- [DO THIS]
Render the material as a numbered list, starting with its first line and continuing through the line that contains "column 208, row 244". Omit any blank lines.

- [THE INPUT]
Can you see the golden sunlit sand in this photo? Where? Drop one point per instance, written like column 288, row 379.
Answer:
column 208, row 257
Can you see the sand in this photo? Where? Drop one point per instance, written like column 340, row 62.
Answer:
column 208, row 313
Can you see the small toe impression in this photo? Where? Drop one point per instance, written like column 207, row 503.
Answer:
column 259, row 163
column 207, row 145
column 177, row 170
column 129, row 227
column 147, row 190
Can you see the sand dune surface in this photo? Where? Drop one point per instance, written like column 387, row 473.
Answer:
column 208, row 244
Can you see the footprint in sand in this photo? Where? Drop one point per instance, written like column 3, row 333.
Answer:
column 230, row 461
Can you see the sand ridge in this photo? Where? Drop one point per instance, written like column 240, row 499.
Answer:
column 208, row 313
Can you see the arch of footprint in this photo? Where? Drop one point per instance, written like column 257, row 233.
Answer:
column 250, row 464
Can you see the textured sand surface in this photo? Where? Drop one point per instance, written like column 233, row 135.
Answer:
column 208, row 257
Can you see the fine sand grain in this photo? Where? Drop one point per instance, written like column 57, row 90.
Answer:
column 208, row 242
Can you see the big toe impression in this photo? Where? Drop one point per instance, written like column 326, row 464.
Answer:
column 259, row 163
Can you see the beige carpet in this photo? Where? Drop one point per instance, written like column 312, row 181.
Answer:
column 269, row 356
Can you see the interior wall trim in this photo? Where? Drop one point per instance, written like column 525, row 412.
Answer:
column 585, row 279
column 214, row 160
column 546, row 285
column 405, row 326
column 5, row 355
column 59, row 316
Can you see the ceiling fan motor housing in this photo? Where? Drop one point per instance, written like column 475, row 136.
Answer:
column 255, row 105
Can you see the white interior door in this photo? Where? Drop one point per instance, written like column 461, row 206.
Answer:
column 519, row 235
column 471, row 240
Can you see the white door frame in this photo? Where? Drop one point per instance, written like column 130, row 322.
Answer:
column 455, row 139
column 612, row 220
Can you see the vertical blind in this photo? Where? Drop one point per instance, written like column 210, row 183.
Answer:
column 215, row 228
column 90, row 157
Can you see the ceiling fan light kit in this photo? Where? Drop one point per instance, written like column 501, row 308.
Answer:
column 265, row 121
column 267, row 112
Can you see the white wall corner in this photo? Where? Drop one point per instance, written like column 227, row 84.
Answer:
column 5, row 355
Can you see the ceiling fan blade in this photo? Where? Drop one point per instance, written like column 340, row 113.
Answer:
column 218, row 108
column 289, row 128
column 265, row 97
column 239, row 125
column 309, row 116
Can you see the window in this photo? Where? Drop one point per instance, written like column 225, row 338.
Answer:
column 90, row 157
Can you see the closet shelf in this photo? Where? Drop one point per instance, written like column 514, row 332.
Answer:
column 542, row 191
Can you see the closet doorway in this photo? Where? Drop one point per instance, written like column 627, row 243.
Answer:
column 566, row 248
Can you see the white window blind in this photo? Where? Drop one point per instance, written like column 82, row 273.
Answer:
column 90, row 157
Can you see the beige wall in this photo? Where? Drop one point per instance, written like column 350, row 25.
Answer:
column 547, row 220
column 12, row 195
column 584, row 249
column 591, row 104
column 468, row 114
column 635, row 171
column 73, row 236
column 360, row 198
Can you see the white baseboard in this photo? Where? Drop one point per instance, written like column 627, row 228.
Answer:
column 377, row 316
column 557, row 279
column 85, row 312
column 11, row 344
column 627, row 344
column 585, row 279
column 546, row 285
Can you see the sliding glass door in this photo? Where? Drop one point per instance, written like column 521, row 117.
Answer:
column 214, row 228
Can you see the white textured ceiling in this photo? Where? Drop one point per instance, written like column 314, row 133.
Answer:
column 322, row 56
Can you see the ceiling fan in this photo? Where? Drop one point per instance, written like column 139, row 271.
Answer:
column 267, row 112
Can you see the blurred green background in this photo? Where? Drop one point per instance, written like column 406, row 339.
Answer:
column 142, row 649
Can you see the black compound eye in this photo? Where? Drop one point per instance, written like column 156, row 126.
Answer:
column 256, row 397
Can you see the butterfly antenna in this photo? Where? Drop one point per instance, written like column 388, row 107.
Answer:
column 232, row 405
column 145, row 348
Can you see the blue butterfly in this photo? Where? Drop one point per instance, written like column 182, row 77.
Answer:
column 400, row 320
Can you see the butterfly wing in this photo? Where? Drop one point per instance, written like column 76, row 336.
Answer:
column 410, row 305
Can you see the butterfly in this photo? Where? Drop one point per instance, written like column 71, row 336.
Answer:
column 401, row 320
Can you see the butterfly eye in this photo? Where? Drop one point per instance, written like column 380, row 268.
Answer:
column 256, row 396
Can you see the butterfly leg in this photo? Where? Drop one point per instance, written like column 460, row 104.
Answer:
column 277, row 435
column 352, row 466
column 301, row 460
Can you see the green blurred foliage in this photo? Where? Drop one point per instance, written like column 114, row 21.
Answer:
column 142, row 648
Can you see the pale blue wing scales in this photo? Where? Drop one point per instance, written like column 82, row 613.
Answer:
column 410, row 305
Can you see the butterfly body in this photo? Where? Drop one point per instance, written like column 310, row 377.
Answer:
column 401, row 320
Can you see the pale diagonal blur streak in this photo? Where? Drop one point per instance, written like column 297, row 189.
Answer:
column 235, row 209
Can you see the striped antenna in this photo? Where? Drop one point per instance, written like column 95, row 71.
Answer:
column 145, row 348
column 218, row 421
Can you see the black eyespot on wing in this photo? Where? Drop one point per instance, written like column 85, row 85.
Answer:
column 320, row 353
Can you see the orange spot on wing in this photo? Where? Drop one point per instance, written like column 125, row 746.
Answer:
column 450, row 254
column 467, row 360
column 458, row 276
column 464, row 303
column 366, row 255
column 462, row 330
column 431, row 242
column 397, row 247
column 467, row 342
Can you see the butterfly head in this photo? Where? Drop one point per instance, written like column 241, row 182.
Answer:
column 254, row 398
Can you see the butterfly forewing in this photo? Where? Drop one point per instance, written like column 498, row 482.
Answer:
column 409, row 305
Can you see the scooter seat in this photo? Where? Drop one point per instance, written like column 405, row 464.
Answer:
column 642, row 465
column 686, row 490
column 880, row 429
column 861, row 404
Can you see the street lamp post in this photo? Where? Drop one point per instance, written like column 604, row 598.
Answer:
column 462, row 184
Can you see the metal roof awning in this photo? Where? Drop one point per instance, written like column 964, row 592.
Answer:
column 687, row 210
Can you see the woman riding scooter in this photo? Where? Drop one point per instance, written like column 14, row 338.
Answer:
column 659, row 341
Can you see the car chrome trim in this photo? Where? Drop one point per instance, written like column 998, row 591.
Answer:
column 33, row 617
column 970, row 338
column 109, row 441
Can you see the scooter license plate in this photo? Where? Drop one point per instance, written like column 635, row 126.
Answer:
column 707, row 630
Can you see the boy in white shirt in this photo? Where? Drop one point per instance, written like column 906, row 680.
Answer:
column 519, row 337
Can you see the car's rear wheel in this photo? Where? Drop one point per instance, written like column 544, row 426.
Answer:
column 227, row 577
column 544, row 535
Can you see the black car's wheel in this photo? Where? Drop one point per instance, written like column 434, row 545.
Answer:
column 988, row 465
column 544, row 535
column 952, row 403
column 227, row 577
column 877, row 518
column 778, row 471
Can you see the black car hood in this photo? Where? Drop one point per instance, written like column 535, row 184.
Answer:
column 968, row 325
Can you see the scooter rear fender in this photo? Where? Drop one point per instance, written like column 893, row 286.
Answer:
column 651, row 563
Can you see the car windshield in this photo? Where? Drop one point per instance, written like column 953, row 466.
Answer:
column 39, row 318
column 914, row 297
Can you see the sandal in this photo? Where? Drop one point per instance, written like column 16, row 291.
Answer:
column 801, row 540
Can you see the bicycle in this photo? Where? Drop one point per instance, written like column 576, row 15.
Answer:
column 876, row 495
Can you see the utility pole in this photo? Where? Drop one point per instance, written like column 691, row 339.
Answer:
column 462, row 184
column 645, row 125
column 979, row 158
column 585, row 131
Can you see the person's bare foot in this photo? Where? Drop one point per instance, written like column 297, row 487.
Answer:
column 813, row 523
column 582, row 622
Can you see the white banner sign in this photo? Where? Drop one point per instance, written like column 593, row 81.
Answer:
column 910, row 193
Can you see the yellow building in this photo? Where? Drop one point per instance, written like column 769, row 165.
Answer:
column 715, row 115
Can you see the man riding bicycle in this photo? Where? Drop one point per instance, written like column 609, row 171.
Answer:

- [EXPECTED ANSWER]
1. Can you see the golden sunlit sand in this photo? Where? Drop one point per instance, written like column 288, row 379.
2. Answer:
3. column 208, row 257
4. Can you see the sand in this photo? Where? Drop one point per instance, written like column 340, row 62.
5. Answer:
6. column 208, row 313
7. Can you see the small toe impression in this photo? Where? Drop one point per instance, written like column 207, row 503.
8. Answer:
9. column 259, row 163
10. column 207, row 145
11. column 177, row 170
12. column 129, row 227
13. column 147, row 190
14. Can you see the sand dune surface in this photo? Where? Drop one point per instance, written like column 387, row 473.
15. Answer:
16. column 208, row 244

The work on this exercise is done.